**WHAT NEEDS TO BE DONE**
Starting at the line that has "target = rolled-up sleeve" and stopping after the one with "column 371, row 189", can you give those lines of the listing again with "notebook" changed to "sketchbook" and everything else left the same?

**DATASET EXCERPTS**
========================

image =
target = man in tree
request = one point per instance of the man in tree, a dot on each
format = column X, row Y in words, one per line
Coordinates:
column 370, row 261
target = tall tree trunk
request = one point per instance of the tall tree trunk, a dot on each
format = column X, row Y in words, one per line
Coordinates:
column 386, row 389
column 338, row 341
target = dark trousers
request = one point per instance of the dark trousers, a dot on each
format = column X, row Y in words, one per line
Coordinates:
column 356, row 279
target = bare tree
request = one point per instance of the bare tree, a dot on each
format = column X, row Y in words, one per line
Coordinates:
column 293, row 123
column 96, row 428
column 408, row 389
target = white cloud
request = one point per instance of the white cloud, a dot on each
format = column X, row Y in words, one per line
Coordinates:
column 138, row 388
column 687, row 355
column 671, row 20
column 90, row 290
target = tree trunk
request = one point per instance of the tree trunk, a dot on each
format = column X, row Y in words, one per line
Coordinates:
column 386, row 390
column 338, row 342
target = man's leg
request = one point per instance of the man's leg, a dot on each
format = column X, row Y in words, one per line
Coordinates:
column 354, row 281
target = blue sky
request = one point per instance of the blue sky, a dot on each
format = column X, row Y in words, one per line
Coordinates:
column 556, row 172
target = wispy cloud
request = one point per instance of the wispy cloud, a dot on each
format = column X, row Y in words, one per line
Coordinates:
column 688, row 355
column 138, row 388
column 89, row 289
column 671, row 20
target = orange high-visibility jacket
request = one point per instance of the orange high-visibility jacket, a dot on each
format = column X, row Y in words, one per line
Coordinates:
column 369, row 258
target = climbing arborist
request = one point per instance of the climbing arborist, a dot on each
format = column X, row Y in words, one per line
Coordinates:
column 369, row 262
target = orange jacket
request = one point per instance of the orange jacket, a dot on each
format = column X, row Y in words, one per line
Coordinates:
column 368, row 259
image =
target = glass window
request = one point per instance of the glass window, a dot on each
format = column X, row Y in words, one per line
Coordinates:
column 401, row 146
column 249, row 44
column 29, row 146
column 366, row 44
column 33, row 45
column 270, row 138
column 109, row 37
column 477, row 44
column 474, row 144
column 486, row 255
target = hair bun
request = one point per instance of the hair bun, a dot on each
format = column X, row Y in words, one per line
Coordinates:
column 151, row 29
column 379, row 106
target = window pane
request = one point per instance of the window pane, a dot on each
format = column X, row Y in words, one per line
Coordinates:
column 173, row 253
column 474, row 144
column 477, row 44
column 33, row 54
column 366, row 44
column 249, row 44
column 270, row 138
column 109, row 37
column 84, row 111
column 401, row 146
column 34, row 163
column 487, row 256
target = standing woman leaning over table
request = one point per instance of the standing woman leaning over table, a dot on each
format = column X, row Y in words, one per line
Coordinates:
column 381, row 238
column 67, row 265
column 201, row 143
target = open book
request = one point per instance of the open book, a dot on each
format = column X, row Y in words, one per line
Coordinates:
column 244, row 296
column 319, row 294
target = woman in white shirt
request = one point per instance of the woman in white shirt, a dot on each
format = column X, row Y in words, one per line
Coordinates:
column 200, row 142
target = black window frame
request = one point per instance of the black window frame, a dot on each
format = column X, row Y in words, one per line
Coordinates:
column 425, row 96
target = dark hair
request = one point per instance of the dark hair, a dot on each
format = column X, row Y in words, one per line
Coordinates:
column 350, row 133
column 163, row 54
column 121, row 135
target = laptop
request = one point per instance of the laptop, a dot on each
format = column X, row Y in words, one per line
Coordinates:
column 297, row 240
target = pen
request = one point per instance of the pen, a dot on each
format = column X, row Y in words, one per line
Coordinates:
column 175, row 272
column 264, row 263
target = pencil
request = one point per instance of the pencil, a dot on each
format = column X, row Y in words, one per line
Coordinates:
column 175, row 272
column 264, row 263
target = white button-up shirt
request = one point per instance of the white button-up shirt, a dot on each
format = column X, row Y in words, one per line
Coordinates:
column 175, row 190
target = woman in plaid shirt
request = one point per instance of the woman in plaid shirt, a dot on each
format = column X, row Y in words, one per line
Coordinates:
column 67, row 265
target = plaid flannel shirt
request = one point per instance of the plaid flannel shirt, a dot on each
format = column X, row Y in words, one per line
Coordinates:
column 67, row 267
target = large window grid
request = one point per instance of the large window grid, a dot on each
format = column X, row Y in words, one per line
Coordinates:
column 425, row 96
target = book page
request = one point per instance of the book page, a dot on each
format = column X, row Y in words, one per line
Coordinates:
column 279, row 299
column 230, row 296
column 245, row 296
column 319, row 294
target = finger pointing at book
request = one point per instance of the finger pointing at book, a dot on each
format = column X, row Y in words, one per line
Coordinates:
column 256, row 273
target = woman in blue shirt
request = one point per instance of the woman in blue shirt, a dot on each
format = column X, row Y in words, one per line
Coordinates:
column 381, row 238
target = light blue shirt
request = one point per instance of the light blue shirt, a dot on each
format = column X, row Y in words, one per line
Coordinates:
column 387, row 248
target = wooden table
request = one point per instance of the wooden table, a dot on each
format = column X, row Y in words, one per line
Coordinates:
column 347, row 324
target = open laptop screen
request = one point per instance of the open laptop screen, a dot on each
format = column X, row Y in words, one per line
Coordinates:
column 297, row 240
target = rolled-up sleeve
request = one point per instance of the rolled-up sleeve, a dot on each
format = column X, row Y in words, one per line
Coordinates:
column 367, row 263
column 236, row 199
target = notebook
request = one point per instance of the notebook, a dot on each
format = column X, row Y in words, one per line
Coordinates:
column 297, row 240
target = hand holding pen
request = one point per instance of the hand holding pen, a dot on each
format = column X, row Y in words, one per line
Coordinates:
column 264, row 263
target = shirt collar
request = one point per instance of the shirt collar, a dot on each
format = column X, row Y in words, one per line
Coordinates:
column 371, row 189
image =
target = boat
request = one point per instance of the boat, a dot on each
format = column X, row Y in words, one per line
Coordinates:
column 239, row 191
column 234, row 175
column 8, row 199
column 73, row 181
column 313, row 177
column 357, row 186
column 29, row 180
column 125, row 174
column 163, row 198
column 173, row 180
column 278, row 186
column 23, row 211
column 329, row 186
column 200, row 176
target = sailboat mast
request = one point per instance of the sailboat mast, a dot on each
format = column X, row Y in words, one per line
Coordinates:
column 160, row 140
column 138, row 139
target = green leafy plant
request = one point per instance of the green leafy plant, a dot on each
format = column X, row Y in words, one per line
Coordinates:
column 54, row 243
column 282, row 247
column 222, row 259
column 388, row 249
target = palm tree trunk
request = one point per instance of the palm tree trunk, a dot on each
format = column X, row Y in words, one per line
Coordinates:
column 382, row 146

========================

**CORRECT OUTPUT**
target = rolled-up sleeve
request = one point per instance of the rolled-up sleeve, a dot on each
format = column X, row Y in words, one per line
Coordinates:
column 367, row 263
column 236, row 199
target = sketchbook
request = one point per instance of the sketchbook, a dot on each
format = column X, row Y in words, one per line
Coordinates:
column 297, row 240
target = hand holding pen
request = one point per instance of the hand holding pen, a dot on each
format = column X, row Y in words, one per line
Coordinates:
column 264, row 263
target = shirt collar
request = one point per instance of the shirt collar, a dot on each
format = column X, row Y in words, one per line
Coordinates:
column 371, row 189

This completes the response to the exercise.